Activity
Repeat exactly the line containing "house. Return only the coordinates." and every line after it in the entries, and nothing besides.

[Stored items]
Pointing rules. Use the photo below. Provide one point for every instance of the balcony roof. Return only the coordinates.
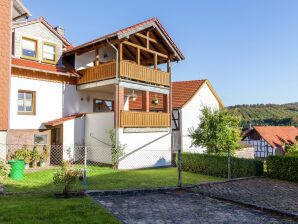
(129, 31)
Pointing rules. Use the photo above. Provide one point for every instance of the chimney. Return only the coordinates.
(60, 30)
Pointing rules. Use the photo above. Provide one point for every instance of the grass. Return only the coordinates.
(32, 208)
(19, 209)
(104, 178)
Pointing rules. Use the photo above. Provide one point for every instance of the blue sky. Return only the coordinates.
(248, 49)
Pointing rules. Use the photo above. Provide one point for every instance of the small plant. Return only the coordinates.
(44, 155)
(4, 170)
(35, 156)
(67, 176)
(117, 150)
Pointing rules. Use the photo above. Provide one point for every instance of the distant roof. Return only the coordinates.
(182, 92)
(130, 30)
(34, 65)
(63, 119)
(21, 9)
(277, 136)
(49, 26)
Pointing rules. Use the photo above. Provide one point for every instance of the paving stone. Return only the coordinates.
(182, 208)
(280, 196)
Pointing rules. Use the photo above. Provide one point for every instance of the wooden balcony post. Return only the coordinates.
(138, 55)
(120, 103)
(166, 103)
(96, 57)
(145, 101)
(155, 61)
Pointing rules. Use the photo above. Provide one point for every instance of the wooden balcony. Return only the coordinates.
(145, 74)
(127, 70)
(132, 119)
(98, 73)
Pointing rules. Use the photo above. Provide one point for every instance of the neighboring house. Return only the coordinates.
(71, 96)
(270, 140)
(188, 100)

Output for this exercise
Pointing rules. Use the photo above. Provide one point for every instance of the neighboring house. Return only the coordinates.
(71, 96)
(270, 140)
(188, 100)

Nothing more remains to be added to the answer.